**Text extract:**
================================

Zirconium(IV) bromide is the inorganic compound with the formula ZrBr4. This colourless solid is the principal precursor to other Zr–Br compounds.

Preparation and properties[edit]

ZrBr4 is prepared by the action of bromine on zirconium oxide via a carbothermic reaction:[1]

ZrO2 + 2 C + 2 Br2 → ZrBr4 + 2 CO

Like many related tetrahalides, it is purified by sublimation.

Like related tetrabromides of Ti and Hf, ZrBr4 hydrolyzes readily to give oxy-bromide, with release of hydrogen bromide.

Structure[edit]

ZrBr4 adopts the structure seen for the related compounds, TiCl4 and TiBr4, featuring tetrahedral Zr centers. In contrast, ZrCl4 is polymeric in the solid state, featuring octahedral Zr centers.[2]


References[edit]

  1. ^ R. C. Young, Hewitt G. Fletcher, "Anhydrous Zirconium Tetrabromide" Inorganic Syntheses, 1939, vol. 1, pp. 49–51. doi:10.1002/9780470132326.ch18
  2. ^ Wells, A.F. (1984) Structural Inorganic Chemistry, Oxford: Clarendon Press. ISBN 0-19-855370-6.

================================

**Request 1:**
Answer these about the zirconium(IV) bromide text:
(a) What color is ZrBr4?
(b) How is it purified?
(c) What shape are the Zr centers in ZrBr4?
The text and the records have nothing to do with each other.

================================

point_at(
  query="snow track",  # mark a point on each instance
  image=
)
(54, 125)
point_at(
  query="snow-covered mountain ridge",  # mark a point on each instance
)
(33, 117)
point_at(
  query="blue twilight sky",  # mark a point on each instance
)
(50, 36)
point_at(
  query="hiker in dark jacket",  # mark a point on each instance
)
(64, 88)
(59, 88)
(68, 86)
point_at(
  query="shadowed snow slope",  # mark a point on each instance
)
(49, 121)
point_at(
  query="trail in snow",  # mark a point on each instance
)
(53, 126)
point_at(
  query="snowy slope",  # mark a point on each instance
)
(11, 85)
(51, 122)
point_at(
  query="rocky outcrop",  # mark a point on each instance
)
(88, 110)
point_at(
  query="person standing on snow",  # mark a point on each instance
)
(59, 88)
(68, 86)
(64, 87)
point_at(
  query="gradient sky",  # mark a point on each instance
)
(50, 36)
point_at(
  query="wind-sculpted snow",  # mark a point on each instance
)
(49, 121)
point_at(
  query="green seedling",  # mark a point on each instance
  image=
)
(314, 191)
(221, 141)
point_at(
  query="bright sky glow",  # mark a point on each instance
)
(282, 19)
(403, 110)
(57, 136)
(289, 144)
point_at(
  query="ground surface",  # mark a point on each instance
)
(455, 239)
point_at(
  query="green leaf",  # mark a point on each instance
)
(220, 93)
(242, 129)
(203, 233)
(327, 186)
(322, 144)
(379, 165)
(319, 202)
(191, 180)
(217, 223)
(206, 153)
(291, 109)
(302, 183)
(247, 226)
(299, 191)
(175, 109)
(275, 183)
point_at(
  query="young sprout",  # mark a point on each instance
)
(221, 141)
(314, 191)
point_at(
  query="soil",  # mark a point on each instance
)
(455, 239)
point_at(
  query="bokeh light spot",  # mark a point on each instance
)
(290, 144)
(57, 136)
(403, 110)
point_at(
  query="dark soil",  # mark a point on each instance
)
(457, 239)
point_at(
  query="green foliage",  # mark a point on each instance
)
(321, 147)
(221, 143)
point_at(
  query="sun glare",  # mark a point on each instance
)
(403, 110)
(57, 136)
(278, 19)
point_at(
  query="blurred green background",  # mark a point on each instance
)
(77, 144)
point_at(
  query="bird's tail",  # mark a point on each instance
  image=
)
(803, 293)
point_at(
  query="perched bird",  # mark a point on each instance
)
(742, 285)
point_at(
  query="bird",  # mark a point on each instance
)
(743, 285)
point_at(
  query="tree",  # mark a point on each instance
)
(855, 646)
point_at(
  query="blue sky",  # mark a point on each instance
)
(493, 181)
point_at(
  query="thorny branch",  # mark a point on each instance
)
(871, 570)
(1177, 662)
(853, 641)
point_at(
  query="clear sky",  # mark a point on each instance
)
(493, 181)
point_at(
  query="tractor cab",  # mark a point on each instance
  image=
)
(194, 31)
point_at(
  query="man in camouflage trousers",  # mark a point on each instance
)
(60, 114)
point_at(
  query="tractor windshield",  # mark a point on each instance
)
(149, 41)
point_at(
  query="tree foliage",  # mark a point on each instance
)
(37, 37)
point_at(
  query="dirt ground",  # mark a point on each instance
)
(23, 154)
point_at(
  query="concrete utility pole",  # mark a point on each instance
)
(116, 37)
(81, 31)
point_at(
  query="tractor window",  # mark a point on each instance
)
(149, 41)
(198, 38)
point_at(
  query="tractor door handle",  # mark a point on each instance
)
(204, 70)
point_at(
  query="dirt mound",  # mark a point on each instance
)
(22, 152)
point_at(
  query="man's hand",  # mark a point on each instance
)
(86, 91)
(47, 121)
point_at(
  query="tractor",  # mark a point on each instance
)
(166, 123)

================================

**Request 2:**
Collect every line of the records that holds the string "bird".

**Full solution 1:**
(a) Colorless.
(b) By sublimation.
(c) Tetrahedral.

**Full solution 2:**
  query="bird's tail",  # mark a point on each instance
  query="perched bird",  # mark a point on each instance
  query="bird",  # mark a point on each instance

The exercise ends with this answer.